Exercise aim. Transcribe the material exactly. Images do not belong in the copy.

Stored dataset items

☆ ☆ ☆ ☆

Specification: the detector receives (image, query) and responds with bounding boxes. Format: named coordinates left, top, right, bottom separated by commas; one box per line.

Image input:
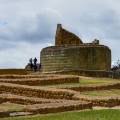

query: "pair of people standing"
left=29, top=57, right=37, bottom=72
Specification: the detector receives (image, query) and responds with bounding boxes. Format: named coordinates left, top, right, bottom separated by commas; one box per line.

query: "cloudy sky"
left=0, top=0, right=120, bottom=68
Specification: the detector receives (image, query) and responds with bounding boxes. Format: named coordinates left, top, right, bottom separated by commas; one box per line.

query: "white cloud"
left=0, top=0, right=120, bottom=67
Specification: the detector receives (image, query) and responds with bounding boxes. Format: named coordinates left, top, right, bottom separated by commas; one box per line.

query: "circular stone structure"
left=40, top=44, right=111, bottom=72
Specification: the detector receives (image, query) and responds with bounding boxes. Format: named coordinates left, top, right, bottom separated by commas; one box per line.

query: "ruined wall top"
left=55, top=24, right=83, bottom=46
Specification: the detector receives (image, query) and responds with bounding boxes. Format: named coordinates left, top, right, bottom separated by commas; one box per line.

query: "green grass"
left=80, top=89, right=120, bottom=97
left=1, top=109, right=120, bottom=120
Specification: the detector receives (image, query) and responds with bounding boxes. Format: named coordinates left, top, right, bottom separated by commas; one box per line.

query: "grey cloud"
left=0, top=10, right=60, bottom=43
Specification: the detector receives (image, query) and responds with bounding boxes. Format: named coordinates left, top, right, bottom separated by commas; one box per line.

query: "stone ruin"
left=40, top=24, right=111, bottom=72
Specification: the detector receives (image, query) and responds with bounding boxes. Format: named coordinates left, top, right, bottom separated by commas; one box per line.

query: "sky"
left=0, top=0, right=120, bottom=68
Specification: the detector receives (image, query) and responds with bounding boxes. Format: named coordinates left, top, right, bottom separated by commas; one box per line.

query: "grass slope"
left=2, top=109, right=120, bottom=120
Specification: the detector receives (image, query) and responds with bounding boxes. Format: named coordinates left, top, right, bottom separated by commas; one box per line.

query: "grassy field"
left=80, top=89, right=120, bottom=97
left=1, top=109, right=120, bottom=120
left=46, top=78, right=120, bottom=88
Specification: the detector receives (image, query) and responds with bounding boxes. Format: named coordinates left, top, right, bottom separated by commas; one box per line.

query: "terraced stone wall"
left=41, top=45, right=111, bottom=72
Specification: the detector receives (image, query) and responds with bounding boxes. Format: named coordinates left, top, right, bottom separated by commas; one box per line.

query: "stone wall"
left=41, top=45, right=111, bottom=72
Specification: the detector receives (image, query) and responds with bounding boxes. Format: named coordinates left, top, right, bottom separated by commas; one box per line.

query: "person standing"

☆ ☆ ☆ ☆

Answer for the task.
Specification: the detector receives (image, query) and responds with bounding boxes. Format: named coordinates left, top, right, bottom separated by commas; one box per line.

Image input:

query: "pair of people standing"
left=29, top=57, right=37, bottom=72
Specification: the detector receives (image, query) and responds with bounding boxes. Format: named coordinates left, top, right, bottom separated by commas; one box per line.

query: "cloudy sky"
left=0, top=0, right=120, bottom=68
Specification: the detector receives (image, query) and responds with bounding boxes. Format: named coordinates left, top, right, bottom separated by commas; one box per line.

query: "white cloud"
left=0, top=0, right=120, bottom=67
Specification: the detector receives (image, query) and responds with bounding boxes. Format: named coordinates left, top, right, bottom separated by commas; one box per line.

query: "circular stone structure"
left=40, top=44, right=111, bottom=72
Specification: the detector receives (image, query) and responds with bounding boxes. Format: named coordinates left, top, right, bottom separated by commas; one box per line.

query: "ruined wall top"
left=55, top=24, right=83, bottom=46
Specification: the detector receives (image, query) and responds with bounding boxes. Format: named coordinates left, top, right, bottom separated by commas; one box per line.

query: "green grass"
left=80, top=89, right=120, bottom=97
left=1, top=109, right=120, bottom=120
Specification: the detector receives (image, query) and responds with bounding boxes. Format: named coordinates left, top, right, bottom separated by commas; one box per line.

query: "grey cloud"
left=0, top=10, right=60, bottom=43
Specification: the detector receives (image, query) and responds with bounding boxes. Format: named coordinates left, top, right, bottom separated by commas; one box per line.

query: "stone ruin"
left=40, top=24, right=111, bottom=72
Specification: the detector receives (image, query) and responds with bounding boxes. Format: named coordinates left, top, right, bottom separated by commas; one box per line.

query: "sky"
left=0, top=0, right=120, bottom=68
Specification: the detector receives (image, query) and responds with bounding boxes. Format: named coordinates left, top, right, bottom separated by commas; one box per line.

query: "grass slope"
left=2, top=109, right=120, bottom=120
Specification: the detector receives (image, query) and responds with bounding boxes. Format: named coordinates left, top, right, bottom separated by commas; one box per line.

query: "grassy field"
left=80, top=89, right=120, bottom=97
left=1, top=109, right=120, bottom=120
left=46, top=78, right=120, bottom=88
Specification: the detector receives (image, query) and responds with bounding boxes. Format: named coordinates left, top, right, bottom separated by commas; one box per line.

query: "terraced stone wall"
left=41, top=45, right=111, bottom=72
Specification: the detector receives (image, query) and responds with bounding boxes. Format: named coordinates left, top, right, bottom separated by commas; one box per line.

query: "stone wall"
left=41, top=45, right=111, bottom=72
Specification: the detector receives (image, query) and responds with bounding boxes. Format: named coordinates left, top, right, bottom separated by commas; one box per line.

query: "person standing"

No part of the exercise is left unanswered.